If a line in the listing carries the word "query", return a copy of that line.
===
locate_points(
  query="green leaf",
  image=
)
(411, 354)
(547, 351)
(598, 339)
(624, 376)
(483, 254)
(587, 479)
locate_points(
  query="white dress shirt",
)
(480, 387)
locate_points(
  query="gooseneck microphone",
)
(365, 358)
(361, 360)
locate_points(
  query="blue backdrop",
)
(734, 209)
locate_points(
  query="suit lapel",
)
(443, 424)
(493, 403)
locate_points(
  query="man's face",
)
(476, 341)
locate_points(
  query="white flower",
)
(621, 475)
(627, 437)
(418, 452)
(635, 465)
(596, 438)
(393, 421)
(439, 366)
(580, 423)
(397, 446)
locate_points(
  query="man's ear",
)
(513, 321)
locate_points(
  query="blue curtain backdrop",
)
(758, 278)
===
- _Task response_:
  query="green leaf",
  query="white dress shirt",
  query="gooseneck microphone",
  query="blue backdrop",
  query="suit lapel",
  query="man's face",
  query="white flower",
  query="man's ear",
  query="blue curtain backdrop",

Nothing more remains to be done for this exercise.